* Goal of the exercise *
Below, take the entries from the line holding "Mark every instance of the teal" through the line holding "pixel 234 144", inclusive, and give those lines as a numbered list, skipping any blank lines.

* Records for this task *
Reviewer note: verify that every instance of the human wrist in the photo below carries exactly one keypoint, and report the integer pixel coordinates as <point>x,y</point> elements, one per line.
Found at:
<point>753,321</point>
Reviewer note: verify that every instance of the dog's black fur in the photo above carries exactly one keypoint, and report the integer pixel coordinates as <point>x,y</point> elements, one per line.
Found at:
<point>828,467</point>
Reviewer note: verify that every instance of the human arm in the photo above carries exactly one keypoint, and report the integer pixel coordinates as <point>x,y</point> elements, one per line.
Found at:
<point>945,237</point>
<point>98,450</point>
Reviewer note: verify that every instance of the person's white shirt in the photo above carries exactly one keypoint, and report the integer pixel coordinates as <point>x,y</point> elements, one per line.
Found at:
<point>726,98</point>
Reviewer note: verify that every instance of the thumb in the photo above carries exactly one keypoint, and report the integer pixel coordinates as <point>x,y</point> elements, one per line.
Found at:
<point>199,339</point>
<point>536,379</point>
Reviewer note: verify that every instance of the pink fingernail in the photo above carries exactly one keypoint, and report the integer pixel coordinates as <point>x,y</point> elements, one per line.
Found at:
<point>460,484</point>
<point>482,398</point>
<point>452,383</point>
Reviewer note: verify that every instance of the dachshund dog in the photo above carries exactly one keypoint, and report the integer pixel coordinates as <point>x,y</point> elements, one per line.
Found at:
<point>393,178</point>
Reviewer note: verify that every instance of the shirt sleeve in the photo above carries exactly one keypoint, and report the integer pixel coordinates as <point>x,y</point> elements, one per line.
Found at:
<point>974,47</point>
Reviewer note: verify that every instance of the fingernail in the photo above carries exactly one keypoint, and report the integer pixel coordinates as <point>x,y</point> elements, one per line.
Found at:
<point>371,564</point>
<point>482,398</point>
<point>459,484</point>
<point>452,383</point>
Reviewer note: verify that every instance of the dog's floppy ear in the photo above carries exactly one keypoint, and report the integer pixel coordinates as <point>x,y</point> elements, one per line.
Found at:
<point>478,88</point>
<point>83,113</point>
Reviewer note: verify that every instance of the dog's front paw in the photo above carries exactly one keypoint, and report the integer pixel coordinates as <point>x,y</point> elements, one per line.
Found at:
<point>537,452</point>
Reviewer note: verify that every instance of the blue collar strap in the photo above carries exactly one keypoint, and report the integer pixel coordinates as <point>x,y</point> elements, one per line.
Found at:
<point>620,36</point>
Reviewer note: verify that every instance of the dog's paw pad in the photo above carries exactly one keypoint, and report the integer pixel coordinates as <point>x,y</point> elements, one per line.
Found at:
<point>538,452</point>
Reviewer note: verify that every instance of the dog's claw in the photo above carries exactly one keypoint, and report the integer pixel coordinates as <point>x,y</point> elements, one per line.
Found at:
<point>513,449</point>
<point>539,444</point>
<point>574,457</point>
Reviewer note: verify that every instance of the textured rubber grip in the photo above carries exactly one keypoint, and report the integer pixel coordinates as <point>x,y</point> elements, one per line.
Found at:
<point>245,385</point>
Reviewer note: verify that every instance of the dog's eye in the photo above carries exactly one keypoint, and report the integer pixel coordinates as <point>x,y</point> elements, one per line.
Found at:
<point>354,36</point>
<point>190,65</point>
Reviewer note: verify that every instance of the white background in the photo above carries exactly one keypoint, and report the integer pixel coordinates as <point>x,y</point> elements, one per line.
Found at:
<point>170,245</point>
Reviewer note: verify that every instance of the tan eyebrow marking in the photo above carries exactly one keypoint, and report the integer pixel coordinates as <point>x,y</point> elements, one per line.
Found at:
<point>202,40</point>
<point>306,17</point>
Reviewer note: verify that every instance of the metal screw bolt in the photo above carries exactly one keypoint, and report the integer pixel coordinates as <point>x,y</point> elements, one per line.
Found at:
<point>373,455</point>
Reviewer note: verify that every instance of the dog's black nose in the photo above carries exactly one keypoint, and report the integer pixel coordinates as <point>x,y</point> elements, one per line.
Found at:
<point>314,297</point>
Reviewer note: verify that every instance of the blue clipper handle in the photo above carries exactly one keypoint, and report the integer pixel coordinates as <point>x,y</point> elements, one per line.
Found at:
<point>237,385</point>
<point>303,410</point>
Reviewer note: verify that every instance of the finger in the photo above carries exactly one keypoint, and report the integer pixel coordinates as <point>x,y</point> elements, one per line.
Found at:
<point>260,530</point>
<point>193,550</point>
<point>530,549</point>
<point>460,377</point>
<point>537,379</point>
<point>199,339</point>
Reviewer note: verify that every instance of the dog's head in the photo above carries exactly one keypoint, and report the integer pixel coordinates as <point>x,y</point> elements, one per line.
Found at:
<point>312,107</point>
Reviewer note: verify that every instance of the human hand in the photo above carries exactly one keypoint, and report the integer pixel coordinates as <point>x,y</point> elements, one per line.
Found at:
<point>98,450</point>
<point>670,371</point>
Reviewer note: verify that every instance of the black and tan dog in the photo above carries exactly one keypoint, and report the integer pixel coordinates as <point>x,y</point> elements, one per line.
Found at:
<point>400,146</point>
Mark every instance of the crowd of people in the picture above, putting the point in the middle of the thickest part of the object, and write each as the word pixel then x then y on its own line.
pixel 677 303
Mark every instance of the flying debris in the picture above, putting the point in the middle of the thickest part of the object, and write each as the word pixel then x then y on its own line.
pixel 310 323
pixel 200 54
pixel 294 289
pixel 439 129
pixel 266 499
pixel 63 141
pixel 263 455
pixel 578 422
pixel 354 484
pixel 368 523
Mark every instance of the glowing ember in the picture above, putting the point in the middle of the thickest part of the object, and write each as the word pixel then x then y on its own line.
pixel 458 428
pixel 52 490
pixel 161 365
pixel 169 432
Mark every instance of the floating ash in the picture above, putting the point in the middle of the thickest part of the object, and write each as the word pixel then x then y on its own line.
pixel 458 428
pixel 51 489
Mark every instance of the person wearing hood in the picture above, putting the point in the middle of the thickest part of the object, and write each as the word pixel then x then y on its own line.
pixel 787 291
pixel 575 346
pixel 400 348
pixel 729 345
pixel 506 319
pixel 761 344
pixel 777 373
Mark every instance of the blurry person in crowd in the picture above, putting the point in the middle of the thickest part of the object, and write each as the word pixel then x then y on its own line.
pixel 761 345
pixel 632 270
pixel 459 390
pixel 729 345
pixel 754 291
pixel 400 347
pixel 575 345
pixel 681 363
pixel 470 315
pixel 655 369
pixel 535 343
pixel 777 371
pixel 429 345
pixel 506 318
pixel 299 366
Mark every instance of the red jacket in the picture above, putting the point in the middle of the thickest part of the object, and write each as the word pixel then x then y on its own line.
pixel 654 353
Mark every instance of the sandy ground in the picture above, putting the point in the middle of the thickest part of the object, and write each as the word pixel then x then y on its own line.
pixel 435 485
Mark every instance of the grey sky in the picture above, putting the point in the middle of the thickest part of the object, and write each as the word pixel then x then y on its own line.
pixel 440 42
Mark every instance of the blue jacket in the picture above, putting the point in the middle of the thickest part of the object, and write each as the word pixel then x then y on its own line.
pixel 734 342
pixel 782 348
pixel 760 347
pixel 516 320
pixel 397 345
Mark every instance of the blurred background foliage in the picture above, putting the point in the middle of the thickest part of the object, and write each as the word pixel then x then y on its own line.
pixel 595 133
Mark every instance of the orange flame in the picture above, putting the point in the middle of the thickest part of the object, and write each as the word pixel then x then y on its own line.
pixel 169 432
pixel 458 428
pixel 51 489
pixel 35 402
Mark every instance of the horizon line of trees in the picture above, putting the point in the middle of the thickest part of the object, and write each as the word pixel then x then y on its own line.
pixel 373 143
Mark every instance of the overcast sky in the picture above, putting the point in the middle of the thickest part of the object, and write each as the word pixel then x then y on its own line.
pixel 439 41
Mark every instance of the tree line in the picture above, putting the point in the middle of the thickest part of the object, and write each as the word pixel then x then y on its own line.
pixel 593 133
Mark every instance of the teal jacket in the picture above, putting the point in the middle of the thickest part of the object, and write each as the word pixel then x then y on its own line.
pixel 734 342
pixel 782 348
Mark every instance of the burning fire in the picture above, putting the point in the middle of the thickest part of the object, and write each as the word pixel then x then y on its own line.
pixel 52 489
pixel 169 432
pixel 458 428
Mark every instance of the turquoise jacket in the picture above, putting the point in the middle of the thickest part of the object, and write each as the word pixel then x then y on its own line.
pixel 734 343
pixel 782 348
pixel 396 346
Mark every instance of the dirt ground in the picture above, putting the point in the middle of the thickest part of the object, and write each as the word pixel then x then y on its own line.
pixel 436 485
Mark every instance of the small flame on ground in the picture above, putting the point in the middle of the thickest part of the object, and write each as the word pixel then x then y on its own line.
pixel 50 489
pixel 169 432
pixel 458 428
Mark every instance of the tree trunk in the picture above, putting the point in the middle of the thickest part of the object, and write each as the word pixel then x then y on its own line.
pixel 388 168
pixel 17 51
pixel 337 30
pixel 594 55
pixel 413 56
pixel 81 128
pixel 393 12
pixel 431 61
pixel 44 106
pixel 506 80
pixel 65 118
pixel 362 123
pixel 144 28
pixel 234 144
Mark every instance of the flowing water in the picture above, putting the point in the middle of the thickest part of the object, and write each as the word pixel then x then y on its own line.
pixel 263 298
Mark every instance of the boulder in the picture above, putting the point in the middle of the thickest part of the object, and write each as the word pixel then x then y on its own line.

* Task solution *
1. Mark every instance of the teal jacket in the picture above, putting the point in the middle of the thickest part of the object, and write each as the word pixel then x then y on its own line.
2. pixel 734 342
3. pixel 782 348
4. Mark every instance of the burning fire in the picture above, putting the point in the middle of the thickest part of the object, and write each as the word pixel then x then y on its own line.
5. pixel 52 489
6. pixel 169 432
7. pixel 458 428
8. Mark every instance of the turquoise jacket in the picture above, putting the point in the middle of the thickest part of the object, and write each as the word pixel then x then y on its own line.
9. pixel 734 343
10. pixel 782 348
11. pixel 396 346
12. Mark every instance of the dirt ground in the picture above, putting the point in the middle of the thickest part of the object, and write each as the word pixel then x then y on its own line.
13. pixel 436 485
14. Mark every instance of the small flame on ground in the picture above, putting the point in the middle of the thickest part of the object, and write each as the word pixel then x then y on its own line.
15. pixel 50 489
16. pixel 169 432
17. pixel 458 428
18. Mark every instance of the tree trunk in the picture above, putting the point in the middle of the thickest part of the object, and write each as the word pixel then x then y on its own line.
19. pixel 388 168
20. pixel 17 51
21. pixel 337 30
22. pixel 594 55
23. pixel 413 56
24. pixel 81 128
25. pixel 393 12
26. pixel 431 61
27. pixel 44 106
28. pixel 506 80
29. pixel 65 118
30. pixel 362 123
31. pixel 144 28
32. pixel 234 144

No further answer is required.